Data shown below:
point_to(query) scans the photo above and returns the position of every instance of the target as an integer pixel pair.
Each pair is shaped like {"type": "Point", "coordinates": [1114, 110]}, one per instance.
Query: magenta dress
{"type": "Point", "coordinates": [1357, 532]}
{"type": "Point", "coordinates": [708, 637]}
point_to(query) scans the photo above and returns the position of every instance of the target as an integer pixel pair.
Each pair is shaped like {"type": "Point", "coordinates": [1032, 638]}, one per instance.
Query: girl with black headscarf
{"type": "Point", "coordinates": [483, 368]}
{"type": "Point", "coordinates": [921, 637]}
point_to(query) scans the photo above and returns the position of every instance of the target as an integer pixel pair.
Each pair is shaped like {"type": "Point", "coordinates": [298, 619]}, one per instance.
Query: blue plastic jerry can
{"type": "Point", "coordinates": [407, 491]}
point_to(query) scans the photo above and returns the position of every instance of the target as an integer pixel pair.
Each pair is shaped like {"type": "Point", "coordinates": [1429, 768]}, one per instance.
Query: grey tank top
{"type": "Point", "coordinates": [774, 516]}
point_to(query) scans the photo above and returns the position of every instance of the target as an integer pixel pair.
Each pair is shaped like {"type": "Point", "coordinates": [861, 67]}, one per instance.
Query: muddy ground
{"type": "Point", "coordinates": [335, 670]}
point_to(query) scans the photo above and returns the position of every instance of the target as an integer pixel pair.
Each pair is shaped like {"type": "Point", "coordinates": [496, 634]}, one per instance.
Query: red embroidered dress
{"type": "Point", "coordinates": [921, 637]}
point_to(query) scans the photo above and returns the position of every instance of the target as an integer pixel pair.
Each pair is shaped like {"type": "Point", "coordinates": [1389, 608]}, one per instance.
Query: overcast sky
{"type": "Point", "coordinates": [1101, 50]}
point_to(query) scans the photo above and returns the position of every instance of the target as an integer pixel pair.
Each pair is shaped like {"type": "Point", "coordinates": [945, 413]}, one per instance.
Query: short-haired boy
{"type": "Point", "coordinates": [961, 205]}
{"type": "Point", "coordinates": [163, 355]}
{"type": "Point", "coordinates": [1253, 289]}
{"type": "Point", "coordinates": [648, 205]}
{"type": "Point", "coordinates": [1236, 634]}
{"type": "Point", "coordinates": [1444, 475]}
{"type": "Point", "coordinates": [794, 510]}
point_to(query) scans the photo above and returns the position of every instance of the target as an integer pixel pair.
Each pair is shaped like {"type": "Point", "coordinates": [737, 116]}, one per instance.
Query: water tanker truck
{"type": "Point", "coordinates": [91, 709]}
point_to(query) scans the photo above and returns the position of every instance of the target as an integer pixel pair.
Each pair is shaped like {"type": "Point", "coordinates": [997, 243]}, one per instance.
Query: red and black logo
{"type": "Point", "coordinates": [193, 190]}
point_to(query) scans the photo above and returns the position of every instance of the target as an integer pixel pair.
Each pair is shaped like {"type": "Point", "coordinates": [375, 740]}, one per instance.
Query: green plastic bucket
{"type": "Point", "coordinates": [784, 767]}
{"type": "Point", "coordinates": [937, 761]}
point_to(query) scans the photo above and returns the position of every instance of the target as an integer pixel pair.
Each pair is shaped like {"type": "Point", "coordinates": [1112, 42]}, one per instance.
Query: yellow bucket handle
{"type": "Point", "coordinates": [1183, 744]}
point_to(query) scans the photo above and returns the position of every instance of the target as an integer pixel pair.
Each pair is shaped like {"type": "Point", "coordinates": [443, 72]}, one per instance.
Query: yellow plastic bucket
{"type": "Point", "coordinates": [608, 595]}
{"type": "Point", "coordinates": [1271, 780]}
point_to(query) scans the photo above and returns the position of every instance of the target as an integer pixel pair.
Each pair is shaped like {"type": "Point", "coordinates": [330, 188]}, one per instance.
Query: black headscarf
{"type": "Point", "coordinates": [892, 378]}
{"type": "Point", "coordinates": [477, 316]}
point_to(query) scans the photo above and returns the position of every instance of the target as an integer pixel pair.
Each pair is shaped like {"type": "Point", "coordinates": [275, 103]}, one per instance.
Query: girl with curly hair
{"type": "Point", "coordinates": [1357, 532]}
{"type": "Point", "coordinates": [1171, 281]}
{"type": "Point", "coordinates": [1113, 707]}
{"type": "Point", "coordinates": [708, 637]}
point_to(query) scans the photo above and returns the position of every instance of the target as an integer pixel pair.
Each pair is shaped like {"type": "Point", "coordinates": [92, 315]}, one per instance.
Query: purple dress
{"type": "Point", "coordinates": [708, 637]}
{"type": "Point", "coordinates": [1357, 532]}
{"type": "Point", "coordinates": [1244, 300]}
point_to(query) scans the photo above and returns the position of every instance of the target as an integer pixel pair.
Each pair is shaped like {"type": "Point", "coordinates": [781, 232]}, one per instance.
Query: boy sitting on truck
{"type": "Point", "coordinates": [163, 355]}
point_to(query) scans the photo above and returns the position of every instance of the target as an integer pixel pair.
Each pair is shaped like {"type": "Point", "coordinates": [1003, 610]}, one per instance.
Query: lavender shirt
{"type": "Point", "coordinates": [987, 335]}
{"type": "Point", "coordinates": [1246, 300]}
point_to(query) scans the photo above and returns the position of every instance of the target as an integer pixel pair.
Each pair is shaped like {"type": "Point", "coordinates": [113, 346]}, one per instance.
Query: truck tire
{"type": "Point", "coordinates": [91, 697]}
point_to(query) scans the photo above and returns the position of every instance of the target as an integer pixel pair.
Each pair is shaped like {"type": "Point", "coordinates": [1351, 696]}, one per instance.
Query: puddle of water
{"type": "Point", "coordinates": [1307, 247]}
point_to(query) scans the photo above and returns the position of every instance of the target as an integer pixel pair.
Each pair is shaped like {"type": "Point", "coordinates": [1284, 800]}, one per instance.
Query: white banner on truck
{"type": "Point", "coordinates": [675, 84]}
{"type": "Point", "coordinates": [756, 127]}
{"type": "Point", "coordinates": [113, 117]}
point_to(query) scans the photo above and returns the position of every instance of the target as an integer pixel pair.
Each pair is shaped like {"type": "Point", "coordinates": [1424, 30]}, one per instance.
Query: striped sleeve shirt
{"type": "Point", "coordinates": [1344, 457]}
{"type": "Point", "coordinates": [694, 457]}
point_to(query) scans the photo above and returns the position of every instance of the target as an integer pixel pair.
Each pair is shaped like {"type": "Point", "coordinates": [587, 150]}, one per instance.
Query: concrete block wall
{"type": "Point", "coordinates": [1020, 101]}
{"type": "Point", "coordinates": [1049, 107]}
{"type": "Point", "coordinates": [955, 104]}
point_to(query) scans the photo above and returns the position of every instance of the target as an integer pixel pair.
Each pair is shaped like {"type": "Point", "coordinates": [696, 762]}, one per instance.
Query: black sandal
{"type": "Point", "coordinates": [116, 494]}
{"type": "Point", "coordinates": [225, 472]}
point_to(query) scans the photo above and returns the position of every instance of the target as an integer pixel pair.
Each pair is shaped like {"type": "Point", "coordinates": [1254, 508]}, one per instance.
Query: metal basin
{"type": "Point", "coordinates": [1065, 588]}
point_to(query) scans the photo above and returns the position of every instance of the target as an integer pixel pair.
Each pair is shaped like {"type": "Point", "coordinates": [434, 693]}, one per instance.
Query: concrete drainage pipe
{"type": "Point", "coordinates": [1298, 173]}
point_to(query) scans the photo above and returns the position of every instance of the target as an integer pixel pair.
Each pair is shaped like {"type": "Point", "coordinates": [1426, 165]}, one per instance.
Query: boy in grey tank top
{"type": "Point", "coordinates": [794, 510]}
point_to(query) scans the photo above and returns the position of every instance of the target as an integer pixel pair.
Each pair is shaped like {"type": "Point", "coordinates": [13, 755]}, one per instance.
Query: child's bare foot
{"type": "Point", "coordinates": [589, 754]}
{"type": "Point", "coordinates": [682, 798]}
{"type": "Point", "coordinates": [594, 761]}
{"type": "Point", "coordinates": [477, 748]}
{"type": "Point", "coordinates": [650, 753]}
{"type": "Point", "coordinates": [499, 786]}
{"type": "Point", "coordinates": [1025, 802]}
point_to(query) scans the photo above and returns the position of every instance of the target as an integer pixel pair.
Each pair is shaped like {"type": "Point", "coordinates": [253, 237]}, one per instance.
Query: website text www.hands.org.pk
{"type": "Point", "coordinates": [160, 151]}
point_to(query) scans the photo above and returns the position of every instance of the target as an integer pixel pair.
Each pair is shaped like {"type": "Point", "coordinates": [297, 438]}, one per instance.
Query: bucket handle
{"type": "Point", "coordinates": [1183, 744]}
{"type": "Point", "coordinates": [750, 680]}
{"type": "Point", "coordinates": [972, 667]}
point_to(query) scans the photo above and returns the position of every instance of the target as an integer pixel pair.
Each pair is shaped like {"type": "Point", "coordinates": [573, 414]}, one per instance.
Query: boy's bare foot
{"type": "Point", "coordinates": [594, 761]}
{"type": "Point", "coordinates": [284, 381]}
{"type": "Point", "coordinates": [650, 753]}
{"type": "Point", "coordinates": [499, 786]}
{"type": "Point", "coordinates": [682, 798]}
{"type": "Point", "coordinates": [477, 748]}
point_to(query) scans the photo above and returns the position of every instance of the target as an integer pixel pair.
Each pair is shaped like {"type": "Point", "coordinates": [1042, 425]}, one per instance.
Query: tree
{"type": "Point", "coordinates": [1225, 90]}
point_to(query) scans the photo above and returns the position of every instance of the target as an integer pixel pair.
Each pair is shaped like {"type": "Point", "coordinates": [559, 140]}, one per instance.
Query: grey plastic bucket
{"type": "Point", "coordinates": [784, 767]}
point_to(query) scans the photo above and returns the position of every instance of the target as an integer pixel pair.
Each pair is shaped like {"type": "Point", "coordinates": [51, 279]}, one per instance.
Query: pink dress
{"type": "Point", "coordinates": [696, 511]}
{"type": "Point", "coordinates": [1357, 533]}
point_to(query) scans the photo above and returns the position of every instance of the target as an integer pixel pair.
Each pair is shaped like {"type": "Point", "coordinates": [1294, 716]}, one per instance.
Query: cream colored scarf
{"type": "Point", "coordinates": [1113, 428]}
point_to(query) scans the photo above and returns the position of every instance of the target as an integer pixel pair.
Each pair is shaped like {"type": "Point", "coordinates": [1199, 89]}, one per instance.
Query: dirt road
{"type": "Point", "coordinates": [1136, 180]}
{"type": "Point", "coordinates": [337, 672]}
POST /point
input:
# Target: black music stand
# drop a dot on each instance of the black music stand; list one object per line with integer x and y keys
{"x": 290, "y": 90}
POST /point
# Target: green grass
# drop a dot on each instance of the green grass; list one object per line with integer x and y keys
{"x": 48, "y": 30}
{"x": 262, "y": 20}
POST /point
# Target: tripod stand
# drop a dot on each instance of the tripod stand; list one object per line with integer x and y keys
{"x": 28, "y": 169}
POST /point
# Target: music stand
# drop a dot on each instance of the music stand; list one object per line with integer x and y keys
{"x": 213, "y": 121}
End of Data shown.
Data shown below:
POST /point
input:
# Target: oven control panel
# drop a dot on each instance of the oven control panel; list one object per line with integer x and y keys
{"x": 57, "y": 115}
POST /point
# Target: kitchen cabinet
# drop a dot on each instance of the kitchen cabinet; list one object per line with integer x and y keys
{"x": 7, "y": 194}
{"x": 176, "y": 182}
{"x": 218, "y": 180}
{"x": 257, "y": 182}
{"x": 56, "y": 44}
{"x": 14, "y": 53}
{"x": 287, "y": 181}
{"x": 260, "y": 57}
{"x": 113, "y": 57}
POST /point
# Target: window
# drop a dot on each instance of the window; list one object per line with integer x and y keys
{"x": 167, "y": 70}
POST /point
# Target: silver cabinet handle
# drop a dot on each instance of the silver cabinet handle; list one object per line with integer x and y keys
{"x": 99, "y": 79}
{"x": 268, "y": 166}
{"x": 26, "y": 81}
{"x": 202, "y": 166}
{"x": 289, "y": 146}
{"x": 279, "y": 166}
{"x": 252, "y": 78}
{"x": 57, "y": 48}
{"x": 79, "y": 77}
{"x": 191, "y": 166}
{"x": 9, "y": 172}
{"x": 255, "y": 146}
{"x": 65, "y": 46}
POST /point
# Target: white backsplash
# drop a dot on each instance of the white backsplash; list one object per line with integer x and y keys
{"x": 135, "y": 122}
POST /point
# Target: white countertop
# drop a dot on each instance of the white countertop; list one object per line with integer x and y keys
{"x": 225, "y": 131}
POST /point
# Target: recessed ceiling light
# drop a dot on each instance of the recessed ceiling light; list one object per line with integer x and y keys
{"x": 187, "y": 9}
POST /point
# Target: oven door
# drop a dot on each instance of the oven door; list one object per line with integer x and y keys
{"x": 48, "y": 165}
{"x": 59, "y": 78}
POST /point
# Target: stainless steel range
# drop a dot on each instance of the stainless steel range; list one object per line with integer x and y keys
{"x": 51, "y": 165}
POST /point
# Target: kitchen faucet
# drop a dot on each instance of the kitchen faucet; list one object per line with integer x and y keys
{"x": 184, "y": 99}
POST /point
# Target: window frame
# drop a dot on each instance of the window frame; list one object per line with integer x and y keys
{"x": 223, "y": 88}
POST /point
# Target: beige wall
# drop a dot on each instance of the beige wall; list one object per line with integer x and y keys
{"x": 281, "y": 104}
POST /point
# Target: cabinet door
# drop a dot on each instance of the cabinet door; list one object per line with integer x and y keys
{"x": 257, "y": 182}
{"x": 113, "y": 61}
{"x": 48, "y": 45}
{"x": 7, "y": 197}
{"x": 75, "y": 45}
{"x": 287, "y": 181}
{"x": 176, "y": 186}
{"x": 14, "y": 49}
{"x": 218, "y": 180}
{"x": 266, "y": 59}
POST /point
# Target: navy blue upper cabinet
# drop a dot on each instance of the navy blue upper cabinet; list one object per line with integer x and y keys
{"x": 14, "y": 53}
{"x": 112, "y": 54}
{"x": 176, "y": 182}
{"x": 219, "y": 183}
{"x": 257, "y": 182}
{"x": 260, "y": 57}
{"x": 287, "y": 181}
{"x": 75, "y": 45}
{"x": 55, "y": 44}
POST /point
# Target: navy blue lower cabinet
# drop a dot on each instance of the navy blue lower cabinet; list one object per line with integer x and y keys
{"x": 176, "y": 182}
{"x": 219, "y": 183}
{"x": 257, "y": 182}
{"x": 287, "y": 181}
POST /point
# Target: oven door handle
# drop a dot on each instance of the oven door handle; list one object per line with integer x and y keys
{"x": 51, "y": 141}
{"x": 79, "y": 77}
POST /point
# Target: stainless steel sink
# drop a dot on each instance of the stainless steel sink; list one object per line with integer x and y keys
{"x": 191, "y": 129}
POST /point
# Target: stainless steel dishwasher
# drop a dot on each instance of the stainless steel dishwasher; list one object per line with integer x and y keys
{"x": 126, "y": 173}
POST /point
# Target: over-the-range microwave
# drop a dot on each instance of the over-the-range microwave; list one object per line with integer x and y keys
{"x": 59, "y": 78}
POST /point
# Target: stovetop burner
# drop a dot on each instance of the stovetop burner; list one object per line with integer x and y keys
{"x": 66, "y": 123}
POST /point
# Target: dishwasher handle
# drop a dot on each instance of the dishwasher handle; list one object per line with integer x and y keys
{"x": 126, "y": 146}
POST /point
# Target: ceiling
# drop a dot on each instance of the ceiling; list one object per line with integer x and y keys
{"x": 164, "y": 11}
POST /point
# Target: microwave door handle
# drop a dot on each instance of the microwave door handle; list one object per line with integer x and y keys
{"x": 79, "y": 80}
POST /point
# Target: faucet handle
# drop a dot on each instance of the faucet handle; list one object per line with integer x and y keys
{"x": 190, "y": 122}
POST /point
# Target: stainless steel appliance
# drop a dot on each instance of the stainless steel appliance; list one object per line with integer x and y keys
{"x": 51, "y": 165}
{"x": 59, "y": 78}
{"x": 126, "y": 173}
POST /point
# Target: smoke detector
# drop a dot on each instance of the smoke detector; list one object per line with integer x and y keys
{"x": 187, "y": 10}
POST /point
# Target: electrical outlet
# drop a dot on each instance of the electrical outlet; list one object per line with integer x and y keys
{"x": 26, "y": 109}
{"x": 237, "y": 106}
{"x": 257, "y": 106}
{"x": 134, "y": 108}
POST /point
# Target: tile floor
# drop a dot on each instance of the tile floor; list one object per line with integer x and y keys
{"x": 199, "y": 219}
End of Data shown.
*Requirement*. What you give back must be the stretch above, starting at the line with "Query: cream colored scarf" and ending at the line with "# Target: black music stand", copied exactly.

*Exercise solution*.
Query: cream colored scarf
{"type": "Point", "coordinates": [1113, 428]}
point_to(query) scans the photo above and returns the position of every instance of the target as an integer pixel pair.
Each pair is shaped like {"type": "Point", "coordinates": [1199, 89]}, one per instance.
Query: dirt road
{"type": "Point", "coordinates": [1136, 180]}
{"type": "Point", "coordinates": [337, 672]}
POST /point
input:
# Target: black music stand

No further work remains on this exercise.